• EXERCISE PROMPT
Pick out every line in the records below that contains the string "puppy", treating uppercase and lowercase as different, and copy each one.

Labeled-object pointing entries
+ + + + + + +
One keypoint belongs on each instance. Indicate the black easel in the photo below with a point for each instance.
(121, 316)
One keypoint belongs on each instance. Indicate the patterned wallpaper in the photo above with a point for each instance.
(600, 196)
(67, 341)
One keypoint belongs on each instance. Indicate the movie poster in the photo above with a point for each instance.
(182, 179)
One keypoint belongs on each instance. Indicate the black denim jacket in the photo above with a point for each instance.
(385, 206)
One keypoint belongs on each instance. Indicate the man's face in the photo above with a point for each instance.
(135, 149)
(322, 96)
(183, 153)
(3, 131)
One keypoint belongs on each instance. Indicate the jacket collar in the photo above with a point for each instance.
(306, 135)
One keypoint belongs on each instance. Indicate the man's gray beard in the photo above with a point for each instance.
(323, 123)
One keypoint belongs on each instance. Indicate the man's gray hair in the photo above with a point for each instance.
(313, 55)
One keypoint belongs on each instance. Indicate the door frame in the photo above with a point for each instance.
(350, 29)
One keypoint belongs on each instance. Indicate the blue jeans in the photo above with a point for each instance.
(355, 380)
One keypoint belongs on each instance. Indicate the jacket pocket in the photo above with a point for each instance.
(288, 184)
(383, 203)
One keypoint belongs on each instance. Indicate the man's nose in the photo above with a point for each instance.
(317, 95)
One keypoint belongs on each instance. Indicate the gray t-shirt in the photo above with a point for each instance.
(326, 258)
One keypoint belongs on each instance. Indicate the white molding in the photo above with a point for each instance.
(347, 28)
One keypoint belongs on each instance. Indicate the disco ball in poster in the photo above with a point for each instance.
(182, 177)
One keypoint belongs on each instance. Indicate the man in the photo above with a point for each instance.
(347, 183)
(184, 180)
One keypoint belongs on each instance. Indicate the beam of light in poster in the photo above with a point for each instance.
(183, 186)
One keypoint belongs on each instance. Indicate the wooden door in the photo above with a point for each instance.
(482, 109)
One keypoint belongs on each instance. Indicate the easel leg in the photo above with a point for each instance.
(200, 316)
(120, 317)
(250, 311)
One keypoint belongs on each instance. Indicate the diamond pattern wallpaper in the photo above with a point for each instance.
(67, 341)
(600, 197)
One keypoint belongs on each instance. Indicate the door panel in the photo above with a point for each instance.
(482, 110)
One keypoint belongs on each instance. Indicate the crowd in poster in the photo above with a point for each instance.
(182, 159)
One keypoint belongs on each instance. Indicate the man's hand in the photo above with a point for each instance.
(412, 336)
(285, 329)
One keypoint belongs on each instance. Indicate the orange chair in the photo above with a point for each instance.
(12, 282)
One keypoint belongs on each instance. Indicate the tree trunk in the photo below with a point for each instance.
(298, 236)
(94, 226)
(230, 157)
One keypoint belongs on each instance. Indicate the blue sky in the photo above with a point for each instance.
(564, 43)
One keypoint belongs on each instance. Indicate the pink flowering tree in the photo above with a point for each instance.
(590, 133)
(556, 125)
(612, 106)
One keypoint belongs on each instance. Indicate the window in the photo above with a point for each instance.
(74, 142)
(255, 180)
+ + + + + + +
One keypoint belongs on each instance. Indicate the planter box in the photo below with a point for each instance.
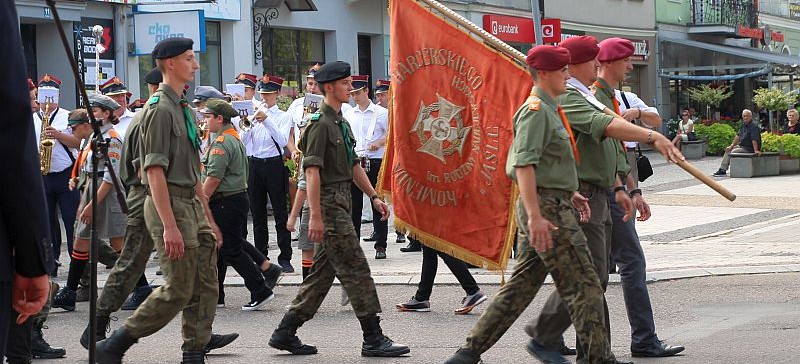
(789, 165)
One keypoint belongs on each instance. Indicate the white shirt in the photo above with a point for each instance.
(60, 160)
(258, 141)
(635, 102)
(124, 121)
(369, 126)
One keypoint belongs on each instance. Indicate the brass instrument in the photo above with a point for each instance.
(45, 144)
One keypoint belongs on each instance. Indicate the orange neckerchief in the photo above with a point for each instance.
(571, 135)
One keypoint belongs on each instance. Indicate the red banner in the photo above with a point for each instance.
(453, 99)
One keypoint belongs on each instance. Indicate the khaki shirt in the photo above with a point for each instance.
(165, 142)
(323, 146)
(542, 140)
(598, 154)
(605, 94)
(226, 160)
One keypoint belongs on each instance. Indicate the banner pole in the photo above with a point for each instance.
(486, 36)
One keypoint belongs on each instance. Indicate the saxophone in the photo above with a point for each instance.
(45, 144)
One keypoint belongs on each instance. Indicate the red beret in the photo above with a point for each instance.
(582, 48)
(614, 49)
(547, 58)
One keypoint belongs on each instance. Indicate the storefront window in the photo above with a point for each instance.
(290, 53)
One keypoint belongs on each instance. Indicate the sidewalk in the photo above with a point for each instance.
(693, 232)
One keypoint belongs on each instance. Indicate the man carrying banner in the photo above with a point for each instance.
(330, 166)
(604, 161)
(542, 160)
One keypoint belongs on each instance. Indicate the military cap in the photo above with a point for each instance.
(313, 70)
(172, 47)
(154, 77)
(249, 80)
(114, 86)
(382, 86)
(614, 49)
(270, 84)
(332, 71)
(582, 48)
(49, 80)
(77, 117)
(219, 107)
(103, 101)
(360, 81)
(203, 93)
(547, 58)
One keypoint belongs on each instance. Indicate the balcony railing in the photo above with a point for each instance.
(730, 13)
+ + + + + + +
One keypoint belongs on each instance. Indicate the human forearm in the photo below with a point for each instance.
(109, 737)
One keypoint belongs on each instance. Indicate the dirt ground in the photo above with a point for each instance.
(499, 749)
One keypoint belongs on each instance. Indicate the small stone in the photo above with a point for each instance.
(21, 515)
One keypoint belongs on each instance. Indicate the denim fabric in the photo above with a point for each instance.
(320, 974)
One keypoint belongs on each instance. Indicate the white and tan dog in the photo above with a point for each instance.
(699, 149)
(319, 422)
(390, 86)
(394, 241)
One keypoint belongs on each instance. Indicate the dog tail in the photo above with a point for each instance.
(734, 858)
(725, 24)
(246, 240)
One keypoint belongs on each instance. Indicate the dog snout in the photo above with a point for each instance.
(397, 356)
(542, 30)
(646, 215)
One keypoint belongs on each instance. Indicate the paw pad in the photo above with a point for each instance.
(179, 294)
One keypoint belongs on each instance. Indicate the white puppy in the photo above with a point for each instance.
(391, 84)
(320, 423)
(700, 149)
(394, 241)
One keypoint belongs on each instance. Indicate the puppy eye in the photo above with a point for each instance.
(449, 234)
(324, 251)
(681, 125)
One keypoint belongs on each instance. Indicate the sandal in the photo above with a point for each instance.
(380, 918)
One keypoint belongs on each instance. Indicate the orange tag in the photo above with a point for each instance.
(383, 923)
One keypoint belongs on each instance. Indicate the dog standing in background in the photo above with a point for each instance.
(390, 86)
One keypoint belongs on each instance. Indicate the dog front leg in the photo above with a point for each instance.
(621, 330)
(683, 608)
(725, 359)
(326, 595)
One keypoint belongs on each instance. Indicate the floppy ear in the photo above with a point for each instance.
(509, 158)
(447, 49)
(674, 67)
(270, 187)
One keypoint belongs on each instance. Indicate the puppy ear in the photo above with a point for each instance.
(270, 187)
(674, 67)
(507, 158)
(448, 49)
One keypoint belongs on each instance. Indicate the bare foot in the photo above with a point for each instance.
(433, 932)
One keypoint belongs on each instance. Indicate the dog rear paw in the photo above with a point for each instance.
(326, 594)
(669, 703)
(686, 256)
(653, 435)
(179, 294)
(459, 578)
+ + + + + + +
• THE COMPLETED TASK
One keypoint belongs on each instance. Indicate the white puppy in the photo above with a point for each instance.
One keypoint belongs on each instance. Indicate the puppy eye in the photo above with a point for each instance.
One keypoint belongs on each instance. Indicate the puppy ear in the photo above with a point for each instance.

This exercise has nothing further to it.